## Set exercise
Render the items below as a JSON list of strings with one string per line, starting at the first line of the items and ending at the line that contains "xmin=0 ymin=0 xmax=767 ymax=430", both included. Leave out blank lines and the pictures.

## Records

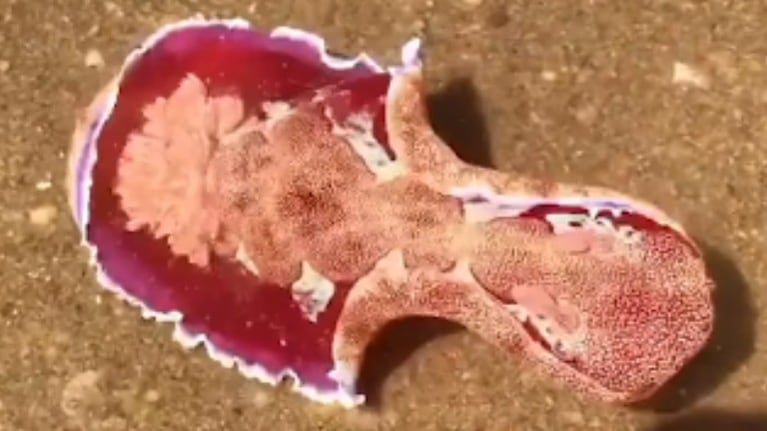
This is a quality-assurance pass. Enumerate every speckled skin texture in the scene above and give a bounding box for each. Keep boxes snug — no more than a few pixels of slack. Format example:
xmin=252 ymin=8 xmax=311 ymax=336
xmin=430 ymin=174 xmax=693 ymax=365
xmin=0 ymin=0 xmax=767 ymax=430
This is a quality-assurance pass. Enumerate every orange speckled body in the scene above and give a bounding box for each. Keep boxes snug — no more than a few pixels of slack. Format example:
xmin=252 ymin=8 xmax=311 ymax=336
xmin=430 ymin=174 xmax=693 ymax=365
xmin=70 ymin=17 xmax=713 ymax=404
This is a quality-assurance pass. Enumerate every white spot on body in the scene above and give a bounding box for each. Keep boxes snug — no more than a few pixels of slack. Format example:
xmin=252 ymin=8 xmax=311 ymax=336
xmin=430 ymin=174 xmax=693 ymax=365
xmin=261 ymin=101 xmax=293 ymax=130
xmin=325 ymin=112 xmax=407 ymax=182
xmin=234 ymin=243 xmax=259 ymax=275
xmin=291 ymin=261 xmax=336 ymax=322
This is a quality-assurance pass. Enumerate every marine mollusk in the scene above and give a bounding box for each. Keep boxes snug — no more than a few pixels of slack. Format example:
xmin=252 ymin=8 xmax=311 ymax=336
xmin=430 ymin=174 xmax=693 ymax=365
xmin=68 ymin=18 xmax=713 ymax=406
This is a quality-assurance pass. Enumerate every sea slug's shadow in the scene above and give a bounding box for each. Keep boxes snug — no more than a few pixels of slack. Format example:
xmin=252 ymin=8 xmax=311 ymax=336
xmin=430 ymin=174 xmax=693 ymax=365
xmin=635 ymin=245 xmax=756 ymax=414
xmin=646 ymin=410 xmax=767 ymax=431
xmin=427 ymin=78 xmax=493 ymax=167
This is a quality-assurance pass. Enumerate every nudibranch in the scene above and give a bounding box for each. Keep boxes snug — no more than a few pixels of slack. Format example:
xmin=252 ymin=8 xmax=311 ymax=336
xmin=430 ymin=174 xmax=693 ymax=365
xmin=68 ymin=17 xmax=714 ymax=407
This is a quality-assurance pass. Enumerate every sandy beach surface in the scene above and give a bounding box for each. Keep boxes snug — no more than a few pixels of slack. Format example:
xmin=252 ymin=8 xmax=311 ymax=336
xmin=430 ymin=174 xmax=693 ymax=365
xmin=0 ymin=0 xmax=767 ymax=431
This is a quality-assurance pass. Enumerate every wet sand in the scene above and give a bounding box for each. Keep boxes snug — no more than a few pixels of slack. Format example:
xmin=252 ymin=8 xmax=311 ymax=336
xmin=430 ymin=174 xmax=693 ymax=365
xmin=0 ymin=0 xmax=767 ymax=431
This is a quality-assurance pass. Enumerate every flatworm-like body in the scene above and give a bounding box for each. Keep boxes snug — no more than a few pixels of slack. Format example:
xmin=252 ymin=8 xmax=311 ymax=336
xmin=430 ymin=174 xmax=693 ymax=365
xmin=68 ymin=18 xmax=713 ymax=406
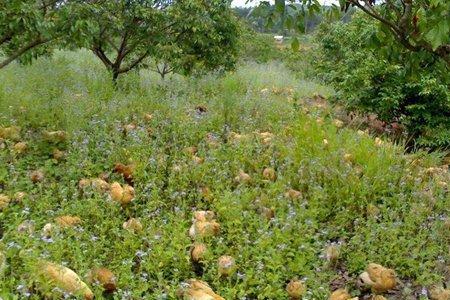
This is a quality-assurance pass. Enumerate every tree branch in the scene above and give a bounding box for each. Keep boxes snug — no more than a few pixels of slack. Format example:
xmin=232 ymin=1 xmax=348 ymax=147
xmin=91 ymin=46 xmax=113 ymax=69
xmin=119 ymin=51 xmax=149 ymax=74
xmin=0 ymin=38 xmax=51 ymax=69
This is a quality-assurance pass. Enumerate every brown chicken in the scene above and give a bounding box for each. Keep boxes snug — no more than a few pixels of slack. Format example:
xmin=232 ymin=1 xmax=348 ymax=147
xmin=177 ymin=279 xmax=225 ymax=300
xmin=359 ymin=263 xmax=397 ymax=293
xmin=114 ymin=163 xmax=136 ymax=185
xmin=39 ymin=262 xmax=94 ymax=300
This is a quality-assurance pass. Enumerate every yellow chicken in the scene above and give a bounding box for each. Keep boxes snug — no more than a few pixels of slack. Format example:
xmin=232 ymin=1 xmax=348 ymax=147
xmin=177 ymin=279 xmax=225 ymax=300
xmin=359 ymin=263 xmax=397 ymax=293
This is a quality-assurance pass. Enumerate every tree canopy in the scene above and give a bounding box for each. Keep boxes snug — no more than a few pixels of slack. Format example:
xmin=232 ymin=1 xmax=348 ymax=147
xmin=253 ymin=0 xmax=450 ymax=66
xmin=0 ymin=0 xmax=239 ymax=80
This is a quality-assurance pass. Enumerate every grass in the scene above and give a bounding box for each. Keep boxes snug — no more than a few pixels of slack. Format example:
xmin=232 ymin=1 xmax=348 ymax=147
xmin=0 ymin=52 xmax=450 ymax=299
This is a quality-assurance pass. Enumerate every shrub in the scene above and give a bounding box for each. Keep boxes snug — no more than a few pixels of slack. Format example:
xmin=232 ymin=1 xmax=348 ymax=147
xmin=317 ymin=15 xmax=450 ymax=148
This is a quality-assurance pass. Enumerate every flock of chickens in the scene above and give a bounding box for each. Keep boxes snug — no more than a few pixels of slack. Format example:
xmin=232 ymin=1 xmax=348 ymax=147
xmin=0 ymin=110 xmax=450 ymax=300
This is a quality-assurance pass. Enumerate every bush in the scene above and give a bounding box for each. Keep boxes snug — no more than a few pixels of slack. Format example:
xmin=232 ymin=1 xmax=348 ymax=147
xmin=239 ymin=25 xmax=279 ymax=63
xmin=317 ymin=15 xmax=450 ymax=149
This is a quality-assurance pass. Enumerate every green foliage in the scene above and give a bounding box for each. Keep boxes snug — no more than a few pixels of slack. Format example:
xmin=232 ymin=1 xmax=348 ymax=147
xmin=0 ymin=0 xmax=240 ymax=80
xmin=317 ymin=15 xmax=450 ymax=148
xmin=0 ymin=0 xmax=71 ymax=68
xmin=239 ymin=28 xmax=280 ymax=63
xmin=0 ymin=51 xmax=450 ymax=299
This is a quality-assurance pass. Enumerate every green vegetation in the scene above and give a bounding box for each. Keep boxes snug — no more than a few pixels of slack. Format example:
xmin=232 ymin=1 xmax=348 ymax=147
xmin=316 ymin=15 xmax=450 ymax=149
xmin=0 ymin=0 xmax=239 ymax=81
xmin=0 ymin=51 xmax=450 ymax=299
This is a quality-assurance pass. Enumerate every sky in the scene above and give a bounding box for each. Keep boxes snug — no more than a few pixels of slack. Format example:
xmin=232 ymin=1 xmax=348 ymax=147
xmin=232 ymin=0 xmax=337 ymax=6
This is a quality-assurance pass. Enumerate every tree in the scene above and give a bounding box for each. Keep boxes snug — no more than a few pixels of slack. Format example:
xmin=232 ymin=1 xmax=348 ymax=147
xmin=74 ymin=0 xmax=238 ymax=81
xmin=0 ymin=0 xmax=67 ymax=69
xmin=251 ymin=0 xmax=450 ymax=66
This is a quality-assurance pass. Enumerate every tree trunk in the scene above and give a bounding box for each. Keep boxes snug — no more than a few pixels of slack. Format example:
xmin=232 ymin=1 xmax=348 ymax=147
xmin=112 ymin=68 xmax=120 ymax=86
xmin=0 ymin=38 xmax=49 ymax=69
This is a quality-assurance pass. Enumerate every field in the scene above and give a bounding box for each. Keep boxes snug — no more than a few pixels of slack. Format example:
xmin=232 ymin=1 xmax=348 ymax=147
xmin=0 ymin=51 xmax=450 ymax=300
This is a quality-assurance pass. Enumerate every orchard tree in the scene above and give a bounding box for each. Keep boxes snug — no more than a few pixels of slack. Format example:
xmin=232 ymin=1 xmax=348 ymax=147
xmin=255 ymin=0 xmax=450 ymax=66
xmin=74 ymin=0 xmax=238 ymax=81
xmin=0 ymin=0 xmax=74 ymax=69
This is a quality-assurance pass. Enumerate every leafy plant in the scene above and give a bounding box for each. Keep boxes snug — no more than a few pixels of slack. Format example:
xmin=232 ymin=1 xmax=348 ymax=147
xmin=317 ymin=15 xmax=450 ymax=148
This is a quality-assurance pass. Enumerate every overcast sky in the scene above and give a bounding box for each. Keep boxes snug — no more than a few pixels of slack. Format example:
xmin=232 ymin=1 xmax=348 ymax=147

## The solution
[
  "This is a quality-assurance pass. Enumerate every speckled skin texture in the scene above and give a bounding box for each. Keep boxes snug — no more than a few pixels of slack. Format example:",
  "xmin=252 ymin=8 xmax=311 ymax=336",
  "xmin=430 ymin=174 xmax=693 ymax=365",
  "xmin=0 ymin=0 xmax=767 ymax=430"
]